-- start Task material --

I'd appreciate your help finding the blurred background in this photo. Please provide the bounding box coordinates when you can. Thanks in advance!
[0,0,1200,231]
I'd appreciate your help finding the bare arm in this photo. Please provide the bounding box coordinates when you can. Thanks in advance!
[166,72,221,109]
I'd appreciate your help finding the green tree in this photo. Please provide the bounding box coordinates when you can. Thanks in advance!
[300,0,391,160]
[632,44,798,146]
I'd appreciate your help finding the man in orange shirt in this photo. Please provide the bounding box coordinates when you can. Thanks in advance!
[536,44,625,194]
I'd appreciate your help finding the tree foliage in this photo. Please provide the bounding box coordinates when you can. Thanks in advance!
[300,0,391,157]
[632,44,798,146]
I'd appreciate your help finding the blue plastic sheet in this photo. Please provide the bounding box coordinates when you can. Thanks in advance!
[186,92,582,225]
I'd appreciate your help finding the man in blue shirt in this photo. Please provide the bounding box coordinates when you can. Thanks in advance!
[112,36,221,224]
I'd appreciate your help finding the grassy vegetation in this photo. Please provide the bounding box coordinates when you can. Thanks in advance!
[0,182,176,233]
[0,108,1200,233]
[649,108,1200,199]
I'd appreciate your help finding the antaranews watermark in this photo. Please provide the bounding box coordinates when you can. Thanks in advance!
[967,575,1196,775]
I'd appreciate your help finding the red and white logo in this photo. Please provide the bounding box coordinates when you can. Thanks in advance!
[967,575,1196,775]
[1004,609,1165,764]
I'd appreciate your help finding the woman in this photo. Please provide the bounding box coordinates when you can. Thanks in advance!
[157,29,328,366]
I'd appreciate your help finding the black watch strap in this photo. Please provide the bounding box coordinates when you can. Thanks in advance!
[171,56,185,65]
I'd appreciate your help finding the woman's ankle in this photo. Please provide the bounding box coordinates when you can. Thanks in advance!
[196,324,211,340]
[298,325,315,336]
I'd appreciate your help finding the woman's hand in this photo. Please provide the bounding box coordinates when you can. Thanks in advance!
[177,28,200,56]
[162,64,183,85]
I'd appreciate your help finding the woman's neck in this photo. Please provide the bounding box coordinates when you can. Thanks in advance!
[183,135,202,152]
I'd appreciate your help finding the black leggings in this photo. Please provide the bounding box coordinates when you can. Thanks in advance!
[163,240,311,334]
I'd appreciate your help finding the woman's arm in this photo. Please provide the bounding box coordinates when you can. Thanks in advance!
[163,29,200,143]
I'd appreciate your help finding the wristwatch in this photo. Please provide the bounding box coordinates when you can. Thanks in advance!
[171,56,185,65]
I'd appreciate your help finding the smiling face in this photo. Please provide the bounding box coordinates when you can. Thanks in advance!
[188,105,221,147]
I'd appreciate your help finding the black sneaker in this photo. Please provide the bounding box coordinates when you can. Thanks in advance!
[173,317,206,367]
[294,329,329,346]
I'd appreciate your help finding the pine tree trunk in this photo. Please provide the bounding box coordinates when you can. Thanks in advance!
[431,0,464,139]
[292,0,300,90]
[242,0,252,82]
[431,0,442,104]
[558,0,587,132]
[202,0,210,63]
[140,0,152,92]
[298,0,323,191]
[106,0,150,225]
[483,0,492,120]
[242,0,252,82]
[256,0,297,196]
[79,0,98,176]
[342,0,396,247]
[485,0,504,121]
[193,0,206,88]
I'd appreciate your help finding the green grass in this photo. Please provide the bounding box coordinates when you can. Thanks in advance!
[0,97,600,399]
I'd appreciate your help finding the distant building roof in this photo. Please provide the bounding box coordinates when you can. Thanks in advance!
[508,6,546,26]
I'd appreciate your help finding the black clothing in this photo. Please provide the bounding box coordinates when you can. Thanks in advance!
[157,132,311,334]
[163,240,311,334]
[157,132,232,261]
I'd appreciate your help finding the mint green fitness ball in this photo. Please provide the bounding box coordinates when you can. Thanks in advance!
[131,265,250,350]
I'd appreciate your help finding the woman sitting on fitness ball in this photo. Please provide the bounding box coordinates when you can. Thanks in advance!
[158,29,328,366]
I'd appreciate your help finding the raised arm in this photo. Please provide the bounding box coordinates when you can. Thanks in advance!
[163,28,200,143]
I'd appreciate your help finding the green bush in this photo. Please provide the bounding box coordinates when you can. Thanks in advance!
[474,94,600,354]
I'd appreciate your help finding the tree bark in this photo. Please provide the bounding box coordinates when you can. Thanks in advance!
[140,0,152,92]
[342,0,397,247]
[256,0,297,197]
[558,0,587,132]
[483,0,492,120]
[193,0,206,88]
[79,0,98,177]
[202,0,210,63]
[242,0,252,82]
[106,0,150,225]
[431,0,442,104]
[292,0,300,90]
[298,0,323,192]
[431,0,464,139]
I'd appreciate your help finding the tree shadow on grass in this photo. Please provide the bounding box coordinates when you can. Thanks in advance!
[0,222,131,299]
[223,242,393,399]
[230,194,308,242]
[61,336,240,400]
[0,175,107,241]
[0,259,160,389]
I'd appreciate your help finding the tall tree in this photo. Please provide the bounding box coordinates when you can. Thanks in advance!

-- end Task material --

Render every line of the entries above as a JSON list of strings, one string per line, leaving out any blank lines.

[
  "I'd appreciate your help finding the blurred background in this photo. Please provide the bounding box coordinates when you can. Thanks in advance!",
  "[0,0,1200,231]",
  "I'd appreciate your help finding the bare arm in this photo. Please provide the bounding box coordinates when you can. Thanks in advance!",
  "[166,72,221,109]",
  "I'd appreciate your help finding the green tree in this photo. Please provide the bounding box coordinates when you can. Thanks in advance!",
  "[300,0,391,160]",
  "[632,44,798,146]",
  "I'd appreciate your help finding the man in orange shirt in this photo. Please provide the bounding box coordinates when you can. Thanks in advance!",
  "[536,44,625,194]",
  "I'd appreciate your help finding the tree foliage in this photo. Please provide the bounding box coordinates when you can. Thanks in advance!",
  "[300,0,391,157]",
  "[632,44,798,146]",
  "I'd appreciate your help finding the blue plastic sheet in this photo. Please provide the bounding box coordinates when you can. Thanks in advance!",
  "[186,92,582,225]",
  "I'd appreciate your help finding the man in blue shirt in this photo. Please provide the bounding box coordinates when you can. Thanks in advance!",
  "[112,36,221,224]",
  "I'd appreciate your help finding the grassy vegetation in this photo. Please provide the bounding box coordinates when you can. Thanks in advance!",
  "[0,182,176,233]",
  "[0,108,1200,233]",
  "[649,108,1200,199]",
  "I'd appreciate your help finding the antaranews watermark in this photo. Please provide the bounding box coordinates when you can. Thanks in advance!",
  "[967,575,1196,775]",
  "I'd appreciate your help finding the red and white logo in this photo. Please provide the bounding box coordinates when you can. Thanks in advance!",
  "[967,575,1196,775]",
  "[1004,609,1165,764]",
  "I'd appreciate your help finding the woman in this photo. Please provide the bounding box coordinates when you can. Thanks in advance!",
  "[157,29,328,366]",
  "I'd appreciate your help finding the black watch strap in this photo. Please provide the bounding box coordinates when you can. Thanks in advance!",
  "[171,56,185,65]",
  "I'd appreciate your help finding the woman's ankle in this photo. Please provide the bounding box coordinates when you can. Thanks in advance!",
  "[196,324,211,340]",
  "[298,325,315,336]",
  "I'd appreciate your help finding the woman's hand in this photo. Please provide the bounding box coordinates when you can. Thanks in advance!",
  "[177,28,200,56]",
  "[162,64,183,85]",
  "I'd appreciate your help finding the woman's neck in this photo. Please provide the bounding box coordinates when you can. Thanks in advance!",
  "[183,135,202,152]",
  "I'd appreciate your help finding the black leggings in this photo. Please provide the bounding box coordinates when you can. Thanks in advance!",
  "[163,240,311,334]",
  "I'd appreciate your help finding the woman's arm in this photo. Please provide the bounding box coordinates when you can. Thanks in advance!",
  "[163,29,200,143]",
  "I'd appreciate your help finding the wristwatch in this photo. Please provide the bounding box coordinates when you can. Thanks in advance!",
  "[171,56,185,65]",
  "I'd appreciate your help finding the smiling face in this photo. Please provide the bounding box coordinates when you can. Thanks in advance!",
  "[188,105,221,147]",
  "I'd appreciate your help finding the black sneaker in this photo. Please provide the bounding box coordinates when you can. Thanks in advance!",
  "[173,317,206,367]",
  "[294,329,329,346]",
  "I'd appreciate your help finding the pine tree trunk in this photo. Please provide the bounding box coordinates when you can. Thanks in advance!",
  "[431,0,464,139]",
  "[292,0,300,90]",
  "[242,0,252,82]",
  "[431,0,442,104]",
  "[558,0,587,132]",
  "[202,0,210,63]",
  "[140,0,152,92]",
  "[298,0,323,191]",
  "[106,0,150,225]",
  "[483,0,492,120]",
  "[242,0,252,82]",
  "[256,0,297,196]",
  "[79,0,98,176]",
  "[342,0,396,247]",
  "[485,0,504,121]",
  "[193,0,206,88]",
  "I'd appreciate your help finding the green grass in this photo. Please provide the bounding box coordinates when you can. Thanks in advance!",
  "[0,97,600,399]",
  "I'd appreciate your help finding the distant building roof in this photo. Please provide the bounding box coordinates when you can. Thanks in advance!",
  "[508,6,546,26]",
  "I'd appreciate your help finding the black clothing in this photo. Please provide the bounding box coordinates when you can. Thanks in advance!",
  "[157,132,311,334]",
  "[163,240,311,334]",
  "[157,132,232,261]",
  "I'd appreciate your help finding the mint green fitness ball in this photo. Please provide the bounding box coordinates when you can. Thanks in advance!",
  "[131,265,250,350]",
  "I'd appreciate your help finding the woman sitting on fitness ball in this photo. Please provide the bounding box coordinates when you can. Thanks in advance!",
  "[158,29,328,366]",
  "I'd appreciate your help finding the raised arm in this photo. Please provide the bounding box coordinates when you can. Thanks in advance!",
  "[163,28,200,143]",
  "I'd appreciate your help finding the green bush in this photo. Please provide the bounding box coordinates when you can. Thanks in advance!",
  "[474,94,600,354]",
  "I'd appreciate your help finding the tree bark in this photo. Please provide the bounding box coordinates when you can. Thanks in advance!",
  "[140,0,152,92]",
  "[342,0,397,247]",
  "[256,0,297,197]",
  "[558,0,587,132]",
  "[483,0,492,120]",
  "[193,0,206,88]",
  "[79,0,98,177]",
  "[202,0,210,63]",
  "[242,0,252,82]",
  "[106,0,150,225]",
  "[431,0,442,104]",
  "[292,0,300,90]",
  "[298,0,323,192]",
  "[431,0,464,139]",
  "I'd appreciate your help finding the tree shadow on grass in this photo. Please provide the bounding box coordinates when you can. Thanks in advance!",
  "[0,222,131,299]",
  "[223,242,393,399]",
  "[230,194,308,242]",
  "[61,336,240,400]",
  "[0,175,107,241]",
  "[0,259,160,389]",
  "I'd appreciate your help finding the tall tree in this photo. Please provide the bounding box coordinates when you can. Thanks in advance!"
]